[[ Data for this task open ]]

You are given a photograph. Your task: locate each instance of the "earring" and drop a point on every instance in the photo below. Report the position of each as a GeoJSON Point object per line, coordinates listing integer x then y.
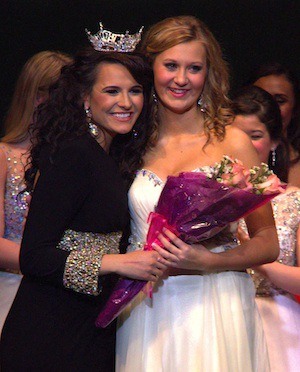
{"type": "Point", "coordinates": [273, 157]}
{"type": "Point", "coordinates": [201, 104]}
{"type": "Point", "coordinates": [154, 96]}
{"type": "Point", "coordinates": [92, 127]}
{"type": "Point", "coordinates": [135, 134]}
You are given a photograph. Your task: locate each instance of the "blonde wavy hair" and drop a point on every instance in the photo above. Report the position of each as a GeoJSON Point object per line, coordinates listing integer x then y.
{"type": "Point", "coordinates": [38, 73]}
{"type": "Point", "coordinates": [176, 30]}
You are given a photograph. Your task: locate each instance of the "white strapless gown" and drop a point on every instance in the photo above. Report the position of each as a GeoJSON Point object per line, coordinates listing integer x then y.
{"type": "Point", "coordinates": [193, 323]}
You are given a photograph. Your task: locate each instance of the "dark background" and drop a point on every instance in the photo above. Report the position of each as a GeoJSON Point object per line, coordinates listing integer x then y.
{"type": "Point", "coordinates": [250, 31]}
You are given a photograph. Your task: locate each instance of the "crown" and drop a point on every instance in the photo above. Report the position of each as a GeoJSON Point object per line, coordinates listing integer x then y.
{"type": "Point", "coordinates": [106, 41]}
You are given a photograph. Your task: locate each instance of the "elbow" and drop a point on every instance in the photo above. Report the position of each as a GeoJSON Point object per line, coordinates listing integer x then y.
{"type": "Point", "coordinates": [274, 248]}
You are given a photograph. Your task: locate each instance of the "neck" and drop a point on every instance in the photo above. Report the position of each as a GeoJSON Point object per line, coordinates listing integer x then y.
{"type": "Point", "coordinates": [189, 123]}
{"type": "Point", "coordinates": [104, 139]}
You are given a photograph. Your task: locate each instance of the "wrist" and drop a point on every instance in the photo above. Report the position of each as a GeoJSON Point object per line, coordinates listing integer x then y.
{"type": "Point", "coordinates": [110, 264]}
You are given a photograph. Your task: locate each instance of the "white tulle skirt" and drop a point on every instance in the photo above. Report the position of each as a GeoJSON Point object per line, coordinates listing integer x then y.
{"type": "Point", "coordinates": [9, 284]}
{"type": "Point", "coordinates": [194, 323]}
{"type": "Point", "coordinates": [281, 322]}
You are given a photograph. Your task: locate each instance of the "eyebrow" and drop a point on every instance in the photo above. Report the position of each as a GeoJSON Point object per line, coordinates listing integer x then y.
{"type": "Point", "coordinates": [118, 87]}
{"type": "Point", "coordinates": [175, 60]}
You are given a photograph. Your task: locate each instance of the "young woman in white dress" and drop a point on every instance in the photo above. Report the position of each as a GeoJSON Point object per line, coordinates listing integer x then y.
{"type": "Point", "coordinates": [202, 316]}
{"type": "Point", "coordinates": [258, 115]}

[[ Data for this task closed ]]

## [Task directions]
What you return must match the records line for line, with the pictures left out.

## [Result for this task]
You are given a photograph. Your task: locate each instance of the "earring" and drop a point on every instance in the photo below. Report the position of each as a GeoJSON Point object per line, coordinates listing integer x then y.
{"type": "Point", "coordinates": [273, 157]}
{"type": "Point", "coordinates": [201, 104]}
{"type": "Point", "coordinates": [154, 96]}
{"type": "Point", "coordinates": [92, 127]}
{"type": "Point", "coordinates": [135, 134]}
You are given a photograph. Your task: locate each instance of the "blonde wavy hair" and drop a point on every instance in the photo above. Report the position of each as a GeoJSON Point object per line, coordinates listing integer x then y.
{"type": "Point", "coordinates": [38, 73]}
{"type": "Point", "coordinates": [176, 30]}
You are given a photograph. Your task: locate each instance of the "white strapless gown" and drop a point on every instance in the photo above. Report the position of each as a GeoJSON Point object per line, coordinates listing integer x then y.
{"type": "Point", "coordinates": [193, 323]}
You are given a photograph. Your task: locate each instance of the "dark background" and drop a point on every instance in the photo above. Report the position of each as a GeoJSON Point object per line, coordinates listing integer x then y.
{"type": "Point", "coordinates": [250, 31]}
You are given a photograph. Your task: locate each instance of the "crown" and drop a point on every instance in the photo above. Report the position of each as a GeoJSON Point object per line, coordinates listing integer x then y.
{"type": "Point", "coordinates": [106, 41]}
You are given a photograph. Your task: locate each instance of the "elbow" and drop a point on every instance in the photo above. Report the position of each as a GeoJSON Point object per line, coordinates listing integer x then y.
{"type": "Point", "coordinates": [274, 248]}
You are given a photograph. Your task: locate each instance of the "neck" and drop a point on every instance in the photo above. Report the position of each as a GeoJSON Point object per line, coordinates listing integer x then y.
{"type": "Point", "coordinates": [189, 123]}
{"type": "Point", "coordinates": [104, 139]}
You are given a photograph. Your task: locate each instance of the "wrist" and drop a point on every instance in the photo above. Report the position of each as a GeoJSON Point object per line, coordinates listing integer x then y.
{"type": "Point", "coordinates": [110, 264]}
You are given a photograph. Your task: locate each instance of the "white tulle skirt" and drop a point on every instance in the photo above. Report the position of each as a GeoJSON Point object per line, coordinates listing integer x then y.
{"type": "Point", "coordinates": [9, 284]}
{"type": "Point", "coordinates": [194, 323]}
{"type": "Point", "coordinates": [281, 322]}
You are given a photograph. Your task: locate each instance of the "eyebrow" and drop a point on every instance in the photo above. Report the position of each as a GeoJSON Point object per line, coordinates listing integer x then y.
{"type": "Point", "coordinates": [118, 87]}
{"type": "Point", "coordinates": [175, 60]}
You are given a photograph. Your task: locate each instance of the "young woman in white dress" and drop a point on every instance in the photo above. Report the position of each as a GeoJSON Point object per line, coordinates listing integer x then y.
{"type": "Point", "coordinates": [202, 316]}
{"type": "Point", "coordinates": [258, 115]}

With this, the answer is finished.